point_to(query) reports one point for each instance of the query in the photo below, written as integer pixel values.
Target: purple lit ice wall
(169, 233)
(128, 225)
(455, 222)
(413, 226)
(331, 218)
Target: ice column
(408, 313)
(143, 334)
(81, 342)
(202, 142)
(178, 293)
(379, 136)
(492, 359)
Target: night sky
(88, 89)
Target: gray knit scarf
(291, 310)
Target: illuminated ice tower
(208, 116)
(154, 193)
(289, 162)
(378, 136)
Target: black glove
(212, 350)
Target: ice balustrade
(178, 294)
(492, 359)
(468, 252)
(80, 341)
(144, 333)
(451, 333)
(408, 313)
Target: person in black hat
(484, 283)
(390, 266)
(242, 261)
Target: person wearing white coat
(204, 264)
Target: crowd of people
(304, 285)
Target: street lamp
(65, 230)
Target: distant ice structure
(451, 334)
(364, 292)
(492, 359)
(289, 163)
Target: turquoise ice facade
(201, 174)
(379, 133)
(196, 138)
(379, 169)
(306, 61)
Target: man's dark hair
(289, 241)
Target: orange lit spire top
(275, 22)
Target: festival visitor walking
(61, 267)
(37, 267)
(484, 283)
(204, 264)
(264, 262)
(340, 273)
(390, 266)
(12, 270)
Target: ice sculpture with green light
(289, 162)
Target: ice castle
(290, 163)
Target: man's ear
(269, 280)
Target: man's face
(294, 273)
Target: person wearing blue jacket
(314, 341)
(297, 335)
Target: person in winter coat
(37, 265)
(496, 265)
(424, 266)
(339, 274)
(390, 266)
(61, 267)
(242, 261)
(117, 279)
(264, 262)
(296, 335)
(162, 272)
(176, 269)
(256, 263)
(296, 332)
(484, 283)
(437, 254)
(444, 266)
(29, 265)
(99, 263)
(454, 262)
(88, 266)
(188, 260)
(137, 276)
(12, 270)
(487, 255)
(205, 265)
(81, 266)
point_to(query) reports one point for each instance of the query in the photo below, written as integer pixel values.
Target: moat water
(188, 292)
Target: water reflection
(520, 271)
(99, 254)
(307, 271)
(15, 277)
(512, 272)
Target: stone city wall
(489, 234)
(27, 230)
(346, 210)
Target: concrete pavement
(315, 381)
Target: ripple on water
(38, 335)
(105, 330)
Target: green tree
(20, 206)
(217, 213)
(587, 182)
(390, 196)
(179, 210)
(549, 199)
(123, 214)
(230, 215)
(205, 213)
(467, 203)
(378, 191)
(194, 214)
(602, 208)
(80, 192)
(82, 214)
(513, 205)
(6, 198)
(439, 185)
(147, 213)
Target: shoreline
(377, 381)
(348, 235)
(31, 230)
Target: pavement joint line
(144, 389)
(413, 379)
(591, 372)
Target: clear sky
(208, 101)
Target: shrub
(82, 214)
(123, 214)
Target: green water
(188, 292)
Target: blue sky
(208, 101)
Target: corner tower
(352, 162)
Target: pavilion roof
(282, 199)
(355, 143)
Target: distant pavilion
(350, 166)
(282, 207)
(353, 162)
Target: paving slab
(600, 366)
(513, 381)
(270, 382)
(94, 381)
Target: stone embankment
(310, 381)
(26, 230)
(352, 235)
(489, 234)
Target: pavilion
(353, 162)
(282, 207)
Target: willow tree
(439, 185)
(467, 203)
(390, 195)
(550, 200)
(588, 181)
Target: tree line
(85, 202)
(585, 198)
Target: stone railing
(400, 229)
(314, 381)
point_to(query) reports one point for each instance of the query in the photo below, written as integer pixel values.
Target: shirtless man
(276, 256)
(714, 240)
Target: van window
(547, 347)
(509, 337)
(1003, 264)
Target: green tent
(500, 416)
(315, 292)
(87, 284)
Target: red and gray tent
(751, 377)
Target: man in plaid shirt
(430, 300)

--*--

WORK INSTRUCTIONS: At the line with "Target: clear sky", begin reproducing the material above exactly, and continue through its last line.

SOLUTION TO THIS PROBLEM:
Target: clear sky
(208, 101)
Target: shrub
(82, 214)
(123, 214)
Target: green water
(188, 292)
Target: blue sky
(208, 101)
Target: corner tower
(352, 162)
Target: pavilion roof
(282, 199)
(355, 143)
Target: distant pavilion
(350, 166)
(282, 207)
(353, 162)
Target: paving slab
(600, 366)
(513, 381)
(270, 382)
(94, 381)
Target: stone embankment
(310, 381)
(26, 230)
(352, 235)
(489, 234)
Target: pavilion
(353, 162)
(282, 207)
Target: willow tree
(439, 185)
(467, 203)
(390, 195)
(550, 200)
(588, 181)
Target: tree line
(85, 202)
(585, 198)
Target: stone railing
(400, 229)
(314, 381)
point_to(query) reports one point for each instance of the query in the photo below, written as integer pixel values.
Target: shirtless man
(276, 256)
(714, 240)
Target: van window
(547, 347)
(509, 337)
(1003, 264)
Target: green tent
(500, 416)
(315, 292)
(87, 284)
Target: red and gray tent
(751, 377)
Target: man in plaid shirt
(430, 300)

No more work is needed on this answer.